→ **Challenge**: Turn every line of the records below into a Markdown table with the columns Row and Line, where Row holds a running number. Skip blank lines and leave the pictures out of the table.

######

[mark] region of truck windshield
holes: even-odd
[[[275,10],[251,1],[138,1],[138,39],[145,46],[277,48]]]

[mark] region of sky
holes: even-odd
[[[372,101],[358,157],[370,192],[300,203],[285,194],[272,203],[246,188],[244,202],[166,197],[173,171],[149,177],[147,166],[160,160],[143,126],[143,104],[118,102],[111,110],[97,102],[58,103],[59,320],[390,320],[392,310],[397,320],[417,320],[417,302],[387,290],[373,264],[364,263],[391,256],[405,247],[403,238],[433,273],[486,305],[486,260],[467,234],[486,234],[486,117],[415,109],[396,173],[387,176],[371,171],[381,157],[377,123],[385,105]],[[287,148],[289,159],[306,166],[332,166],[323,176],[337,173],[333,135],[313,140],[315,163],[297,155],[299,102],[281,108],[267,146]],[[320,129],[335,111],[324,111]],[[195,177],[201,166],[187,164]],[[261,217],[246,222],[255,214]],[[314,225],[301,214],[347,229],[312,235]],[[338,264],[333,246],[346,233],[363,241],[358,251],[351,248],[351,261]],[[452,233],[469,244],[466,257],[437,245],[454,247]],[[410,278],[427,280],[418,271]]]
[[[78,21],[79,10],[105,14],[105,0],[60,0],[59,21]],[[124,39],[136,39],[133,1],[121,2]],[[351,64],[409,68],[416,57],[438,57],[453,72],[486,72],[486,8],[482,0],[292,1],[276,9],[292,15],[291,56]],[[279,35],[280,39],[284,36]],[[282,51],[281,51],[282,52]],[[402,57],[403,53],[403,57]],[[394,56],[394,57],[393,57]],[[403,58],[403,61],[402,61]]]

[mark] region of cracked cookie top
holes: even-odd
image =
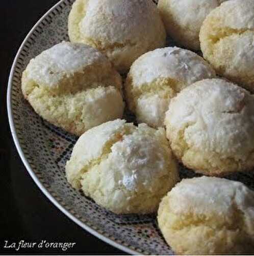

######

→ **Full answer**:
| Row | Line |
|---|---|
| 1 | [mark] region of truck windshield |
| 2 | holes: even-odd |
| 3 | [[[275,10],[251,1],[138,1],[138,39],[145,46],[277,48]]] |
| 4 | [mark] region of sky |
| 5 | holes: even-odd |
| 6 | [[[372,101],[358,157],[370,192],[300,203],[285,194],[272,203],[246,188],[244,202],[166,197],[173,171],[149,177],[147,166],[160,160],[143,126],[143,104],[118,102],[111,110],[97,102],[58,103],[59,320],[390,320],[392,310],[397,320],[417,320],[417,302],[387,290],[373,264],[364,263],[391,256],[405,247],[403,238],[433,273],[486,305],[486,260],[467,234],[486,234],[486,117],[415,109],[396,173],[387,176],[371,171],[381,157],[377,123],[385,105]],[[287,148],[289,159],[306,166],[332,166],[323,176],[337,173],[333,135],[313,140],[315,163],[297,155],[299,102],[281,108],[267,146]],[[320,129],[335,111],[324,111]],[[195,177],[201,166],[187,164]],[[261,217],[246,222],[255,214]],[[314,225],[301,214],[347,229],[312,235]],[[338,264],[333,246],[346,233],[363,241],[358,251],[351,248],[351,261]],[[452,233],[469,244],[466,257],[437,245],[454,247]],[[410,278],[427,280],[418,271]]] |
| 7 | [[[78,21],[79,10],[105,14],[105,0],[60,0],[59,21]],[[124,39],[136,39],[133,1],[121,2]],[[351,64],[409,68],[416,57],[438,57],[453,72],[486,72],[486,8],[482,0],[292,1],[276,9],[292,15],[291,56]],[[279,35],[280,39],[284,36]],[[282,51],[281,51],[282,52]],[[402,57],[403,53],[403,57]],[[394,56],[394,57],[393,57]],[[403,58],[403,61],[402,61]]] |
| 8 | [mark] region of cracked cookie top |
| 9 | holes: even-odd |
| 10 | image = |